== TASK TO COMPLETE ==
Every entry below is to be copied exactly, with nothing left out.

*** Begin section ***

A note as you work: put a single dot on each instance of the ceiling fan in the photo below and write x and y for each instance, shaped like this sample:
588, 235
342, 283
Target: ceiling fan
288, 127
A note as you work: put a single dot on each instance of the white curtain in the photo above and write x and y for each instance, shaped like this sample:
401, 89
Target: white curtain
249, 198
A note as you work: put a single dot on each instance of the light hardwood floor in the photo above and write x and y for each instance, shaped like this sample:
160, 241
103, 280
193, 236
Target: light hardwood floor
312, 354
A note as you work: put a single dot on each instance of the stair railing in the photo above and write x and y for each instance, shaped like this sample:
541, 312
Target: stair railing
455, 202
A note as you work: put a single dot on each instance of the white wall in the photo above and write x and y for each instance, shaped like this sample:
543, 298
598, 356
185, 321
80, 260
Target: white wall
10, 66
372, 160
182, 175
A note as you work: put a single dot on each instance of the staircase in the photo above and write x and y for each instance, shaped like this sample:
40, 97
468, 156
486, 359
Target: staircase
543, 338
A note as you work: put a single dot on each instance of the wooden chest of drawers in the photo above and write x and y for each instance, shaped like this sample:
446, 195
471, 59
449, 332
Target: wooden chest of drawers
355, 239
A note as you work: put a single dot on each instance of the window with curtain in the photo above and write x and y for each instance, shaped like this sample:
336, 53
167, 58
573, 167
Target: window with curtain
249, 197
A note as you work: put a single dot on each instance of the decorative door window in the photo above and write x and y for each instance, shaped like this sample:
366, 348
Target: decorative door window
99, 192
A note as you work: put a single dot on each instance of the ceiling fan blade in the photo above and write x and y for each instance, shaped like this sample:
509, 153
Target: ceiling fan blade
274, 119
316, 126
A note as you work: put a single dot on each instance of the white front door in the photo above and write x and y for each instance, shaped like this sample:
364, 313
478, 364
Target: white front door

*** End section ***

== REPLY TO THE EXERCISE ==
A note as you work: put a single dot on each instance of the ceiling fan in the photo below and write x and y for each instance, shaped like this sample:
588, 235
342, 283
Target: ceiling fan
288, 127
A note as you work: put a single dot on each instance of the white curtain in the photo above and write x and y for each instance, shaped like this sample:
401, 89
Target: white curtain
249, 198
A note as you work: put a single dot on each instance of the light hardwood floor in the photo above and write x and y for each instance, shaped like this sample:
160, 241
103, 280
193, 236
Target: light hardwood floor
312, 354
A note as you work: put a single dot on each instance of the stair railing in the photo above and write x and y for each instance, shaped like this sample:
541, 312
Target: stair railing
455, 202
A note as you work: put a single dot on each instance of the white wall in the photo above and write x and y for each instance, shaped like this sample:
543, 298
598, 356
185, 321
80, 260
Target: white wall
10, 66
372, 160
182, 175
A note as you work: put a single dot on each instance of the staircase in the photo above and write x and y for each instance, shaped like this sample:
40, 97
468, 156
486, 359
Target: staircase
543, 338
A note as you work: put a single dot on each instance of the wooden chest of drawers in the photo above and write x and y for each instance, shaped like this sample:
446, 195
471, 59
449, 332
Target: wooden chest of drawers
355, 239
A note as you work: put a single dot on each instance of the window with curtain in the photo above and write x and y for each instance, shaped like this sample:
336, 53
167, 58
573, 167
Target: window with curtain
249, 197
A note as you work: put a single dot on each instance of the decorative door window in the photo above and write x and y for each instance, shaped like this sample:
366, 348
Target: decorative door window
99, 192
A note as you work: put a single dot on each instance of the ceiling fan blade in the photo above and write x and y for each instance, shaped like this sample:
509, 153
Target: ceiling fan blade
274, 119
316, 126
A note as you work: put a single dot on each instance of the white front door in the photo above and write x and y for each instance, shaped like this sample:
364, 313
478, 364
Target: white front door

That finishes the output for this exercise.